What you need to do
Will you extract the entries word for word? Images should not appear in the copy.

Records supplied
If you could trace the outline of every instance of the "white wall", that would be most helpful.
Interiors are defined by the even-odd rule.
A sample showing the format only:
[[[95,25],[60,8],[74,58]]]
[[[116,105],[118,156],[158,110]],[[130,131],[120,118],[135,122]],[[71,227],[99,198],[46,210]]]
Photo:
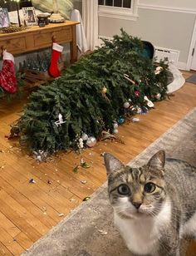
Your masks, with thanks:
[[[169,7],[171,8],[196,9],[195,0],[139,0],[139,4]]]
[[[196,18],[196,0],[140,0],[137,21],[99,17],[99,35],[111,37],[120,27],[154,46],[179,51],[186,66]]]

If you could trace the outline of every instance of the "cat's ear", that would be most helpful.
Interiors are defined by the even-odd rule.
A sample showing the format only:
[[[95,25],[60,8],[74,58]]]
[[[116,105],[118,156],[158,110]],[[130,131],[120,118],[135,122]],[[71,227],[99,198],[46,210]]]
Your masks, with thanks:
[[[120,170],[125,166],[117,158],[110,153],[104,154],[104,161],[107,175],[110,175],[110,173]]]
[[[164,163],[165,153],[164,150],[159,150],[150,158],[147,165],[154,170],[164,170]]]

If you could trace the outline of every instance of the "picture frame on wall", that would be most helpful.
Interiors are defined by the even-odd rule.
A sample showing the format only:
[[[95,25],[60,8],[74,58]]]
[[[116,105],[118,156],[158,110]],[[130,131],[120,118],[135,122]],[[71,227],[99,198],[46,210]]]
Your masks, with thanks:
[[[26,24],[27,26],[36,25],[37,24],[37,17],[36,17],[36,12],[35,7],[23,7],[22,12],[24,16],[24,20],[26,22]]]
[[[7,8],[0,8],[0,28],[10,26],[9,15]]]

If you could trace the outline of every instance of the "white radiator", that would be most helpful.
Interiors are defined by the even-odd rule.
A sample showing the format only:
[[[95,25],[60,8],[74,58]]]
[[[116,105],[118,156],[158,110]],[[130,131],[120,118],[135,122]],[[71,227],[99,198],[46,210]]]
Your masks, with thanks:
[[[160,61],[160,59],[167,57],[171,63],[177,65],[179,62],[179,51],[155,47],[155,57],[156,62],[158,62]]]

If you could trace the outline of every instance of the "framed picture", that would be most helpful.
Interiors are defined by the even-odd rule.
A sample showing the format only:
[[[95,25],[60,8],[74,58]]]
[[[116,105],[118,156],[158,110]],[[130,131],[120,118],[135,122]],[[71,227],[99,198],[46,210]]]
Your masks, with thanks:
[[[9,15],[7,8],[0,8],[0,27],[10,26]]]
[[[37,17],[35,8],[32,7],[23,7],[22,12],[24,15],[24,20],[27,25],[35,25],[37,24]]]

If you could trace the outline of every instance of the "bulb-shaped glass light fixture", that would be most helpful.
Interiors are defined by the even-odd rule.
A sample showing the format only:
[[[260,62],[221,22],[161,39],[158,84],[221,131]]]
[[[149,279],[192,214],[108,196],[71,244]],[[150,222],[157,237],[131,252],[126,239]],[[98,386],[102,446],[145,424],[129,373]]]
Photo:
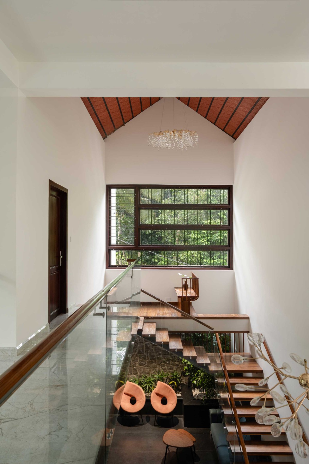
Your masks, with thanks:
[[[266,416],[264,418],[264,424],[265,425],[271,425],[272,424],[275,424],[275,422],[277,422],[279,420],[278,418],[276,416]]]
[[[299,440],[297,442],[295,451],[301,458],[308,458],[309,456],[309,446],[303,440]]]
[[[243,383],[237,383],[235,387],[238,392],[245,392],[247,389],[247,386],[244,385]]]
[[[270,392],[270,396],[277,403],[279,403],[281,405],[283,405],[285,402],[285,398],[284,398],[282,395],[280,395],[280,393],[278,393],[275,390],[272,390]]]
[[[292,440],[301,440],[303,437],[303,430],[298,424],[298,421],[297,419],[295,419],[291,427],[290,436]]]
[[[244,357],[241,354],[233,354],[231,358],[233,364],[242,364],[244,361],[247,361],[249,358]]]
[[[251,406],[255,406],[256,405],[258,404],[259,401],[261,401],[260,396],[256,396],[255,398],[253,398],[250,401],[250,404]]]
[[[270,428],[270,433],[273,437],[279,437],[281,435],[283,425],[282,422],[280,422],[280,424],[275,422],[273,424]]]
[[[255,420],[258,424],[264,424],[264,419],[267,415],[267,411],[265,407],[259,409],[255,415]]]
[[[258,332],[255,332],[252,334],[254,339],[258,344],[259,346],[264,342],[264,335],[263,334],[259,334]]]
[[[303,359],[302,359],[300,356],[298,354],[296,354],[295,353],[290,353],[290,357],[292,358],[293,361],[295,361],[296,362],[298,362],[299,364],[301,366],[305,365],[305,361]]]

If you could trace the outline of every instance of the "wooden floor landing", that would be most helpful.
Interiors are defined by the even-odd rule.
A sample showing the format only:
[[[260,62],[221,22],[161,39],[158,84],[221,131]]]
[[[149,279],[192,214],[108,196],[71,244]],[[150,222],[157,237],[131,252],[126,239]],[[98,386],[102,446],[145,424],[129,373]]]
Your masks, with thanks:
[[[113,306],[112,302],[109,302],[112,312],[117,313],[119,316],[138,316],[140,317],[150,318],[151,319],[186,319],[185,316],[182,316],[176,310],[174,310],[169,306],[165,306],[157,302],[141,302],[136,303],[136,307],[134,306],[124,305],[121,307],[119,305]],[[171,302],[173,306],[177,305],[176,302]],[[191,305],[191,315],[198,319],[248,319],[247,314],[199,314],[195,311]]]

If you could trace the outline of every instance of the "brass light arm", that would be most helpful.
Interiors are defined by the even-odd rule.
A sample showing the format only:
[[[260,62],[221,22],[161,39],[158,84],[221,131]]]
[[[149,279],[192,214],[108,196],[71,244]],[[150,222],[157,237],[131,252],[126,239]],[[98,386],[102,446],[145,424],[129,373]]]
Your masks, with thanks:
[[[297,406],[297,408],[295,410],[295,412],[292,415],[292,417],[294,417],[295,416],[296,416],[297,417],[297,411],[298,411],[298,409],[301,407],[301,406],[302,406],[302,405],[303,404],[303,402],[304,402],[304,401],[305,400],[305,399],[306,399],[306,394],[305,394],[305,396],[304,396],[304,397],[303,398],[303,400],[300,402],[300,403],[297,403],[297,404],[298,405],[298,406]],[[296,401],[295,402],[296,402]]]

Solution to this exercise
If you could trace the outline of every instance of the "white wall", that would be most helpful.
Interiors are defined by the even-odd rule.
A sample showing the format only:
[[[95,25],[60,8],[74,58]]]
[[[116,105],[118,156],[158,110]],[[130,131],[120,118],[135,122]],[[71,227],[99,198],[46,210]]]
Photo:
Your masks, with thanks:
[[[169,7],[171,8],[196,9],[195,0],[139,0],[139,4]]]
[[[196,18],[196,0],[140,0],[137,21],[99,17],[99,35],[111,37],[120,27],[154,46],[179,51],[186,66]]]

If you could trace the outline of every instance of the "cat's ear", that would be most helpful.
Interiors are defined by the even-odd rule.
A sample showing the format only:
[[[95,25],[60,8],[74,58]]]
[[[116,105],[118,156],[158,110]],[[130,131],[120,118],[135,122]],[[71,227],[99,198],[46,210]]]
Your masks, with thanks:
[[[120,170],[125,166],[117,158],[110,153],[104,154],[104,161],[107,175],[110,175],[110,173]]]
[[[164,163],[165,153],[164,150],[159,150],[150,158],[147,165],[154,170],[164,170]]]

If you could trace the outline of every instance of the "picture frame on wall", that would be most helpful.
Interiors are defined by the even-odd rule.
A sample showing the format only:
[[[95,25],[60,8],[74,58]]]
[[[116,105],[118,156],[158,110]],[[130,131],[120,118],[135,122]],[[71,227],[99,198],[46,210]]]
Your masks, with thanks:
[[[26,24],[27,26],[36,25],[37,24],[37,17],[36,17],[36,12],[35,7],[23,7],[22,12],[24,16],[24,20],[26,22]]]
[[[7,8],[0,8],[0,28],[10,26],[9,15]]]

If you could trace the outline of every instance of the "white radiator", that would be most helpful.
Interiors are defined by the even-odd rule.
A sample showing the format only:
[[[95,25],[60,8],[74,58]]]
[[[116,105],[118,156],[158,110]],[[130,131],[120,118],[135,122]],[[71,227],[99,198],[46,210]]]
Your masks, with thanks:
[[[160,61],[160,59],[167,57],[171,63],[177,65],[179,62],[179,51],[155,47],[155,57],[156,62],[158,62]]]

If you could trace the outline of every instance of the "framed picture", that would be most helpful.
Interiors are defined by the even-odd rule.
A sample showing the format only:
[[[95,25],[60,8],[74,58]]]
[[[116,105],[118,156],[158,110]],[[130,131],[120,118],[135,122]],[[71,227],[99,198],[46,210]]]
Your masks, with thanks:
[[[9,15],[7,8],[0,8],[0,27],[10,26]]]
[[[37,17],[35,8],[32,7],[23,7],[22,12],[24,15],[24,20],[27,25],[35,25],[37,24]]]

If you could trace the outline of every instance of the "bulb-shaped glass light fixture", that would be most helpful.
Interiors are defined by the even-odd rule.
A sample showing the format only:
[[[260,62],[221,22],[161,39],[158,84],[221,131]]]
[[[149,279],[192,214],[108,196],[71,244]],[[150,222],[157,237],[131,252],[126,239]],[[98,386],[102,446],[145,424],[129,373]]]
Photo:
Your masks, with thanks:
[[[266,416],[264,418],[264,424],[265,425],[271,425],[272,424],[275,424],[275,422],[277,422],[279,420],[278,418],[276,416]]]
[[[299,440],[297,442],[295,451],[301,458],[308,458],[309,456],[309,446],[303,440]]]
[[[243,383],[237,383],[235,387],[238,392],[245,392],[247,389],[247,386],[244,385]]]
[[[270,392],[270,396],[277,403],[279,403],[281,405],[283,405],[285,402],[285,398],[284,398],[282,395],[280,395],[280,393],[278,393],[275,390],[272,390]]]
[[[292,440],[301,440],[303,437],[303,430],[298,424],[298,421],[297,419],[295,419],[291,427],[290,436]]]
[[[244,357],[241,354],[233,354],[231,358],[233,364],[242,364],[244,361],[247,361],[249,358]]]
[[[251,406],[255,406],[256,405],[258,404],[259,401],[261,401],[260,396],[256,396],[255,398],[253,398],[250,401],[250,404]]]
[[[270,428],[270,433],[273,437],[279,437],[281,435],[283,425],[282,422],[280,422],[280,424],[275,422],[273,424]]]
[[[255,420],[258,424],[264,424],[264,419],[267,415],[267,411],[265,407],[259,409],[255,415]]]
[[[258,332],[255,332],[252,334],[254,339],[258,344],[259,346],[264,342],[264,335],[263,334],[259,334]]]
[[[303,359],[302,359],[300,356],[298,354],[296,354],[295,353],[290,353],[290,357],[292,358],[293,361],[295,361],[296,362],[298,362],[299,364],[301,366],[305,365],[305,361]]]

If you could trace the outline of every instance of the "wooden floor landing", that would be most helpful.
Interiors are defined by the even-odd rule.
A sample showing the format only:
[[[260,62],[221,22],[161,39],[158,84],[221,131]]]
[[[149,279],[192,214],[108,196],[71,244]],[[150,222],[157,237],[131,252],[126,239]],[[98,386],[102,446],[145,424],[129,373]]]
Your masks, with thanks:
[[[113,306],[112,302],[109,302],[112,312],[117,313],[119,316],[138,316],[140,317],[150,318],[151,319],[186,319],[185,316],[182,316],[176,310],[174,310],[169,306],[165,306],[157,302],[141,302],[136,303],[136,307],[134,306],[124,305],[121,307],[119,305]],[[171,302],[173,306],[177,305],[176,302]],[[191,305],[191,315],[198,319],[248,319],[247,314],[199,314],[195,311]]]

If you could trace the outline of every instance of the "brass light arm", that would be most helpful.
Interiors are defined by the even-odd rule.
A sample showing the format only:
[[[260,62],[221,22],[161,39],[158,84],[221,131]]]
[[[149,279],[192,214],[108,196],[71,244]],[[150,222],[157,237],[131,252],[126,239]],[[98,386],[102,446],[145,424],[129,373]]]
Your masks, with thanks:
[[[297,406],[297,408],[295,410],[295,412],[292,415],[292,417],[294,417],[295,416],[296,416],[297,417],[297,411],[298,411],[298,409],[301,407],[301,406],[302,406],[302,405],[303,404],[303,402],[304,402],[304,401],[305,400],[305,399],[306,399],[306,394],[305,394],[305,396],[304,396],[304,397],[303,398],[303,400],[300,402],[300,403],[297,403],[297,404],[298,405],[298,406]],[[296,401],[295,402],[296,402]]]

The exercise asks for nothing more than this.